(Items from a data source)
####################

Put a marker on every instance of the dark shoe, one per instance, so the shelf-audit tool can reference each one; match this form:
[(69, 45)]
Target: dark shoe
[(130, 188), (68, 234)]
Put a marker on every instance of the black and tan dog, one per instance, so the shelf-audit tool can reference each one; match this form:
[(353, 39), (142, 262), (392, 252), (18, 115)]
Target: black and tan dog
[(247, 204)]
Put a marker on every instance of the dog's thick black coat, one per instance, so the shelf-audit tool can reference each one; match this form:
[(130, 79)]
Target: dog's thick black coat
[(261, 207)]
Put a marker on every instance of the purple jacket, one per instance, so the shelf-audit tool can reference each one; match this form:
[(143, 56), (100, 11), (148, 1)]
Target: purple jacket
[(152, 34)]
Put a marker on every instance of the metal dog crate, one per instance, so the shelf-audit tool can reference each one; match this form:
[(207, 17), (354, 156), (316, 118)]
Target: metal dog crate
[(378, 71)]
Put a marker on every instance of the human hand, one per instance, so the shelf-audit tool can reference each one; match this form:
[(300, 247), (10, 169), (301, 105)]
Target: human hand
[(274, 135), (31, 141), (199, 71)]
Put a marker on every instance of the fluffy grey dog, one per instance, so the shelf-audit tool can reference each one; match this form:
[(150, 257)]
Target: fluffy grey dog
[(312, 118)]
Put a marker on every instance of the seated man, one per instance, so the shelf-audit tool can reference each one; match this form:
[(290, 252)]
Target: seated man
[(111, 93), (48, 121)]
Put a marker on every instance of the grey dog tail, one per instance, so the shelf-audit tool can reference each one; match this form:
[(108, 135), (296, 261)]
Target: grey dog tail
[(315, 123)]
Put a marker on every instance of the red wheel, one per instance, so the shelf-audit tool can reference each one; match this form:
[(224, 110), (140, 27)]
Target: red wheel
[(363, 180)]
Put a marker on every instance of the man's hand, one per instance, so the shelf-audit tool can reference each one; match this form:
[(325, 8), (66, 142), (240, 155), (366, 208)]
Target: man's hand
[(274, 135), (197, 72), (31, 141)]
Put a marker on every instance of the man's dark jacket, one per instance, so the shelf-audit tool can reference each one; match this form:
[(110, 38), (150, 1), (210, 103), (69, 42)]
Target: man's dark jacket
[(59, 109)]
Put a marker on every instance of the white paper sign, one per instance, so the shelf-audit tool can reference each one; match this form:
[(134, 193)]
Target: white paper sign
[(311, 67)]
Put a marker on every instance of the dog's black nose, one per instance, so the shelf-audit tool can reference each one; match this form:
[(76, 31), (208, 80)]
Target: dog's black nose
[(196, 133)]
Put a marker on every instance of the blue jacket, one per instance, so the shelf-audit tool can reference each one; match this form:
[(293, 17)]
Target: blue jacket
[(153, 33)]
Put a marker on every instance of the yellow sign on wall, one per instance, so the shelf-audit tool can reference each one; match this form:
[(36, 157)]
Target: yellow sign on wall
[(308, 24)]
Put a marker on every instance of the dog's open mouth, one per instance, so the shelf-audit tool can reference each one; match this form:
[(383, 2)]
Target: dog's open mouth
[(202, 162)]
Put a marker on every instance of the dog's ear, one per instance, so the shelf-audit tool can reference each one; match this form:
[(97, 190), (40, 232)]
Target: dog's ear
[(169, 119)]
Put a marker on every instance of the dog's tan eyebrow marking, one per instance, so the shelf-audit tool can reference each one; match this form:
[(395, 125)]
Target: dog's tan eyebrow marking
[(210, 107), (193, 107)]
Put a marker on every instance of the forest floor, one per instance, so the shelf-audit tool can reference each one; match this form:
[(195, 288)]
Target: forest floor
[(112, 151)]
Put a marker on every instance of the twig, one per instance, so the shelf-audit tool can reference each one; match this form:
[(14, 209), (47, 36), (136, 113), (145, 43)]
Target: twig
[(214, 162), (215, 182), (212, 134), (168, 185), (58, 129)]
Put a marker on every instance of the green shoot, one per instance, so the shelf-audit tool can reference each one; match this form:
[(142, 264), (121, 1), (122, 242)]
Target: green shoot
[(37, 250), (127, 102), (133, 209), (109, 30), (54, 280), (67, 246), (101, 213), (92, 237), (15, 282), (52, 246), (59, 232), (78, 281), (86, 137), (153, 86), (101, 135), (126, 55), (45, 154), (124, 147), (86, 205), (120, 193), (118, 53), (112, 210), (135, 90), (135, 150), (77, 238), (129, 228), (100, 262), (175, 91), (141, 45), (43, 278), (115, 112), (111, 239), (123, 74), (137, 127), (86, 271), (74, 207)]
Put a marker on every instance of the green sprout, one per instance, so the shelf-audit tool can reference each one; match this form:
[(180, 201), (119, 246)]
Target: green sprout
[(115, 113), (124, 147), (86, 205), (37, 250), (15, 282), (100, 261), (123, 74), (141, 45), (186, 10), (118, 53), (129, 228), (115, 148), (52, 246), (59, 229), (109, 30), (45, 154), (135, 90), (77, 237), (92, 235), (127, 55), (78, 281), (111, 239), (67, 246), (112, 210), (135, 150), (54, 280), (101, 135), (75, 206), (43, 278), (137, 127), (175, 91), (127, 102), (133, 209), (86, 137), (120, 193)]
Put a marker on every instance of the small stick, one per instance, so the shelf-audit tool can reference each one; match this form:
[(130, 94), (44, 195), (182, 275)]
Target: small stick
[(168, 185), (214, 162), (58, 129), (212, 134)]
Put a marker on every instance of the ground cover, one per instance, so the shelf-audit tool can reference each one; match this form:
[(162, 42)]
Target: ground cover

####################

▶ [ABOUT THIS TASK]:
Reproduce each entry word for word.

▶ [ANSWER TO THIS PROBLEM]:
Put a marker on every instance of the dark shoe, one per instance, so the shelf-audit tool can reference each one; match this form:
[(69, 45)]
Target: dark shoe
[(130, 188), (68, 234)]
Put a marker on every instance of the black and tan dog, one per instance, so the shelf-audit tool can reference each one; match this form:
[(353, 39), (142, 262), (392, 252), (18, 115)]
Target: black and tan dog
[(247, 204)]
Put a marker on every instance of the dog's thick black coat, one per instance, so the shelf-audit tool can reference each one; match this form:
[(130, 79)]
Target: dog's thick black coat
[(261, 207)]
Put a marker on every instance of the purple jacket, one per instance, so the shelf-audit tool can reference each one; match this form:
[(143, 56), (100, 11), (148, 1)]
Target: purple jacket
[(152, 34)]
Put a marker on every instance of the metal dog crate, one per instance, so the shelf-audit tool can reference each one; match this form:
[(207, 17), (354, 156), (316, 118)]
Target: metal dog crate
[(378, 71)]
Put a marker on every instance of the human hand, one per instance, so the shelf-audit tool can reference each one; match this form:
[(300, 247), (10, 169), (301, 105)]
Target: human hand
[(274, 135), (31, 141), (199, 71)]
Put a marker on every instance of the fluffy grey dog, one per instance, so the shelf-audit tool can reference each one; match this form:
[(150, 257)]
Target: fluffy grey dog
[(312, 118)]
Put a marker on every instance of the seated man, one per instance, so the shelf-audit tool can reference each one; match this form:
[(290, 252)]
Target: seated man
[(111, 93), (48, 121)]
Put a marker on every instance of the grey dog tail, one per instance, so the shelf-audit tool can reference each one; match this form:
[(108, 135), (296, 261)]
Target: grey dog tail
[(315, 123)]
Put a marker on every instance of the red wheel, one per instance, so the shelf-audit tool can reference each one; match this form:
[(224, 110), (140, 27)]
Target: red wheel
[(363, 180)]
Put a marker on every instance of the man's hand, one per instance, so the shelf-audit tool can reference each one; match this form:
[(325, 8), (66, 142), (240, 155), (366, 208)]
Target: man's hand
[(274, 135), (197, 72), (31, 141)]
Put a marker on every instance of the man's dark jacket, one per instance, so the shelf-audit tool can reference each one; match this form:
[(110, 38), (150, 1), (210, 103), (69, 42)]
Target: man's dark jacket
[(59, 109)]
Put a marker on every instance of the white paper sign, one per instance, so the shelf-audit tool can reference each one; match this form:
[(134, 193)]
Target: white paper sign
[(311, 67)]
Put a marker on every instance of the dog's black nose, one per instance, so the shelf-audit tool can reference each one; match this form:
[(76, 31), (208, 80)]
Target: dog's black nose
[(196, 133)]
Put a marker on every instance of the blue jacket, one per instance, so the shelf-audit tool can reference each one; match this form:
[(293, 17)]
Target: blue jacket
[(153, 33)]
Put a marker on every instance of the yellow sign on wall, one per instance, so the shelf-audit tool can reference each one; match this form:
[(36, 157)]
Target: yellow sign on wall
[(308, 24)]
Put a marker on every instance of the dog's open mouth, one per instance, so the shelf-audit tool can reference each one; match this form:
[(383, 2)]
Target: dog's open mouth
[(202, 162)]
Put a marker on every instance of the dog's ear, one per instance, so the shelf-audit tool can reference each one; match this form:
[(97, 190), (40, 232)]
Target: dog's ear
[(169, 119)]
Put a marker on every instance of the dog's tan eyebrow marking, one per instance, so the shelf-audit tool can reference each one; match this form:
[(395, 125)]
Target: dog's tan eyebrow marking
[(210, 107), (193, 107)]
Put a marker on every instance of the forest floor, one per instance, so the shelf-audit tool can reference each one; match this form:
[(195, 288)]
Target: forest floor
[(112, 151)]
Put a marker on every instance of the twig, one per instance, so the shelf-audit tool can reference each one; match this form:
[(14, 209), (47, 36), (136, 113), (145, 43)]
Target: twig
[(214, 162), (215, 182), (212, 134), (168, 185), (58, 129)]
Put a marker on every instance of the green shoot, one per instance, so the shelf-audit tool can reference each one; match this form:
[(142, 264), (121, 1), (122, 242)]
Target: green shoot
[(37, 250), (127, 102), (133, 209), (109, 30), (54, 280), (67, 246), (101, 213), (92, 237), (15, 282), (52, 246), (59, 232), (78, 281), (86, 137), (153, 86), (101, 135), (126, 55), (45, 154), (124, 147), (86, 205), (120, 193), (118, 53), (112, 210), (135, 90), (135, 150), (77, 238), (129, 228), (100, 262), (175, 91), (141, 45), (43, 278), (115, 112), (111, 239), (123, 74), (137, 127), (86, 271), (74, 207)]
Put a marker on every instance of the green sprout, one per instance, so the shelf-audit tool can reference each one; match this form:
[(180, 201), (119, 246)]
Target: green sprout
[(115, 113), (124, 147), (86, 205), (37, 250), (15, 282), (100, 261), (123, 74), (141, 45), (186, 10), (118, 53), (129, 228), (115, 148), (52, 246), (59, 229), (109, 30), (45, 154), (135, 90), (77, 237), (92, 235), (127, 55), (78, 281), (111, 239), (67, 246), (112, 210), (135, 150), (54, 280), (101, 135), (75, 206), (43, 278), (137, 127), (175, 91), (127, 102), (133, 209), (86, 137), (120, 193)]
Put a marker on every instance of the small stick, one per instance, so the shelf-audit tool can reference each one; match this form:
[(130, 94), (44, 195), (182, 275)]
Target: small stick
[(168, 185), (214, 162), (58, 129), (212, 134)]
Put a marker on every instance of the ground cover, one per instance, so the shelf-audit tool can reference each one; match this form:
[(162, 42)]
Target: ground cover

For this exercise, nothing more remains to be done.